▸ **EXERCISE GOAL**: Reproduce word for word the lines in the entries below, from the line containing "Could you please outline every instance of the **soccer" through the line containing "Please outline every instance of the **soccer ball**.", with both of those lines included.

▸ **DATA SHOWN**:

────────────────────

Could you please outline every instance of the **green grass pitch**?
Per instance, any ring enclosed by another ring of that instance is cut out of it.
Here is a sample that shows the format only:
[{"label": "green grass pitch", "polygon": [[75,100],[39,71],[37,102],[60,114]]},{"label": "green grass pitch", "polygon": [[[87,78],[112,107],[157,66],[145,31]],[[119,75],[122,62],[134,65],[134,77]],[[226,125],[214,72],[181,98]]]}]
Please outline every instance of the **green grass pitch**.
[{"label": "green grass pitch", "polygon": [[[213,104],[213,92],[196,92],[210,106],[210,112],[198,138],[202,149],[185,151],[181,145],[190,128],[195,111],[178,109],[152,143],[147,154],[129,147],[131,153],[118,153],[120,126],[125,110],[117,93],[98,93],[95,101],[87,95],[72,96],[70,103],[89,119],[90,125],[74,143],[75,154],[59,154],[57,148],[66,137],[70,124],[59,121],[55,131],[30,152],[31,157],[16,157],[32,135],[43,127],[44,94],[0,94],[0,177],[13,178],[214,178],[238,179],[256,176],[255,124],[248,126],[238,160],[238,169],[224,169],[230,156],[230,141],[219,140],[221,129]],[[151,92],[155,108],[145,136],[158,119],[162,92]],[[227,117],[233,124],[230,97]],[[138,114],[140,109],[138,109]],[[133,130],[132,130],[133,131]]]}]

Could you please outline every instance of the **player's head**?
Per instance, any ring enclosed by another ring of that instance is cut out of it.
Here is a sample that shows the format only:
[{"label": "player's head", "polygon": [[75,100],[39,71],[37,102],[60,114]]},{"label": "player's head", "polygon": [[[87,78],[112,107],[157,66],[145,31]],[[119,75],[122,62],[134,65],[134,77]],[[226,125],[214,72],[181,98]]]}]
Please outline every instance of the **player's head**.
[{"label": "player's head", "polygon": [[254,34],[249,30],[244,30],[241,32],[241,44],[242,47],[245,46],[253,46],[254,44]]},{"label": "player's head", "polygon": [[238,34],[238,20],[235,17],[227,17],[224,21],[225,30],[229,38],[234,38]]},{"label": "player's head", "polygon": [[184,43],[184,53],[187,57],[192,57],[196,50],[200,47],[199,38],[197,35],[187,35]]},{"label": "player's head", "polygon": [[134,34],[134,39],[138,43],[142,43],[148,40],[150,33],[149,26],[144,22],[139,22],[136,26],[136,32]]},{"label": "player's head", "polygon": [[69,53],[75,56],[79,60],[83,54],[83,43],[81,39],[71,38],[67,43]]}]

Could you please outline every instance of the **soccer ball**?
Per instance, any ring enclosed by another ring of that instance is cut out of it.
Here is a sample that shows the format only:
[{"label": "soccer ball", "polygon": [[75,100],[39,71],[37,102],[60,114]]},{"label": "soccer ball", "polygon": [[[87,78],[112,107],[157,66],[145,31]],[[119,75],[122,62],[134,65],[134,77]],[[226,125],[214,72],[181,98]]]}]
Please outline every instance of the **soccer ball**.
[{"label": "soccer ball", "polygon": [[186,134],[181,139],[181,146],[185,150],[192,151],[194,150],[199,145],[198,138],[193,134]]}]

────────────────────

▸ **RESULT FOR THIS EXERCISE**:
Could you please outline every instance of the **soccer ball**?
Per instance, any ring enclosed by another ring of that instance is cut out of it.
Here is a sample that shows the format only:
[{"label": "soccer ball", "polygon": [[75,100],[39,71],[37,102],[60,114]]},{"label": "soccer ball", "polygon": [[[87,78],[112,107],[157,66],[145,31]],[[119,75],[122,62],[134,65],[134,77]],[[226,125],[214,72],[181,98]]]}]
Please outline every instance of the **soccer ball**.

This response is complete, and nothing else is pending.